Work instructions =
1. Reproduce everything in the forum thread on game dialogs from "I know that" down to "create your branches.", word for word.
2. Extend the forum thread on game dialogs with what comes next, starting right after its final post.

Supplied passage =
╭──

Those text boxes are just sprites that I drew in GIMP that are appearing on timers. Something like that should work just fine?

thank you for repling Mats.

Your solution is not what I intended. I’d prefer using a Textbox for such a task (less sprites around) giving timed istructions like

txt Do =“Something” to the text of MyTextbox

Anyway, my need is a methodto manage many dialogs between charachters at different stages in the game. So that the first time you talk to a guy he replies something. The second time he says something else. And if you talk to him after something has happened (i.e you find an object, you visited a place, you solved a puzzle, etc…) he says something different too. Also I’d like to know how to make branches in dialogs, that is having multiple choice to reply to a question, that lead to different patterns in the conversation.
I know that it can be done with variables-checking, but i fear that would be a huge effort even for short dialogs.

Other adventures-dedicated softwares often have dialog-editors, looking like diagrams. How could I replicate such a feature in GD?
I thought I could use several external event (one for each charachter?).

Did anyone already made something similar?

It really won’t. It’s literally a case of incrementing and checking just ONE number. Really fast and simple. :wink: You can also use this variable to create your branches.

Also, you can do it with text objects, but I don’t see what advantage this has over using sprites? You won’t have too many sprites around, as they are only created when they are required and destroyed once they are finished with. However, I have implemented a message box system in my roguelike I’m working on and when I get home later tonight I can show you how I did that so you can see another method.

Yes you can.

thanks Mats, I just love seeing examples!

╰──

Material provided =
╭──

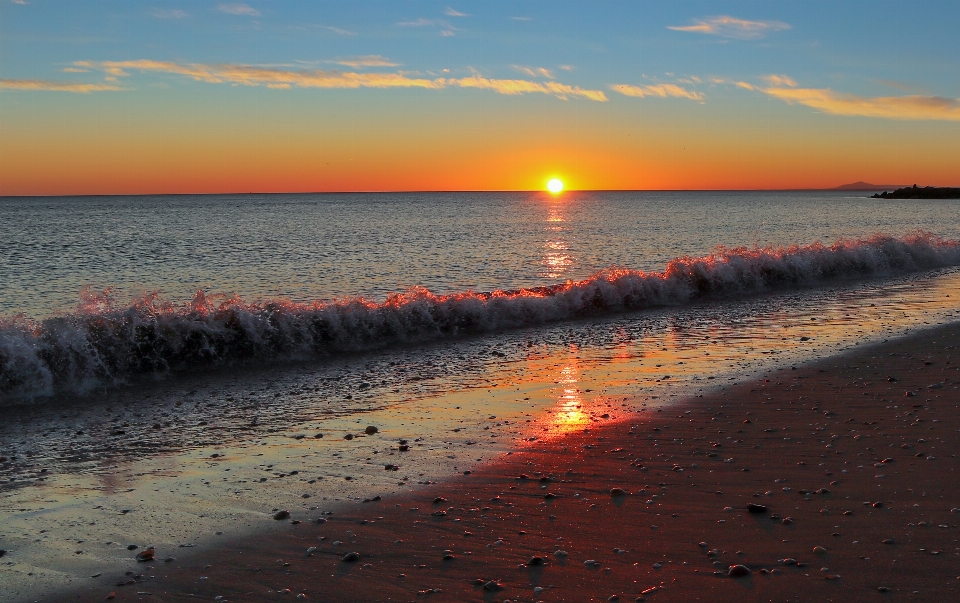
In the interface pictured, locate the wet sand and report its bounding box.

╰──

Written answers =
1.
I know that it can be done with variables-checking, but i fear that would be a huge effort even for short dialogs.

Other adventures-dedicated softwares often have dialog-editors, looking like diagrams. How could I replicate such a feature in GD?
I thought I could use several external event (one for each charachter?).

Did anyone already made something similar?

It really won’t. It’s literally a case of incrementing and checking just ONE number. Really fast and simple. :wink: You can also use this variable to create your branches.

2.
Regarding variables. Ok i see what you mean. I should assing a variable to a charachter and do conversations relative to its value. Whenever a change happens (i.e. i found a machete) i just change the variable value to have the proper action “txt Do =“Be careful with that knife””.

Regarding sprites, as far as I have learnt, each one has to have an image on disk. If so, it would mean creating tons of images to display the many text balloons required even for a short adventure game. This is why i would prefer storing text in actions “txt Do”.

Actually, my “joke game” I posted on Kongregate some time ago has dialogs and since I have project files… dl.dropboxusercontent.com/u/210 … ources.rar

The scene you want to look at is “Intro” I believe. There’s complete letter-by-letter message system, although a bit complicated.

Hey Darkhog, you rock! :slight_smile:

Thank you for helping too.
I see in your example that you put the actual text to be shown into scene “Intro” variables as structures. Fine.
How can I have something like that but using an external file? XML?

Probably you could reuse lot of my code, you just need to populate structures with data from XML. I’m afraid I can’t help you with that as I never really needed it, but other people will!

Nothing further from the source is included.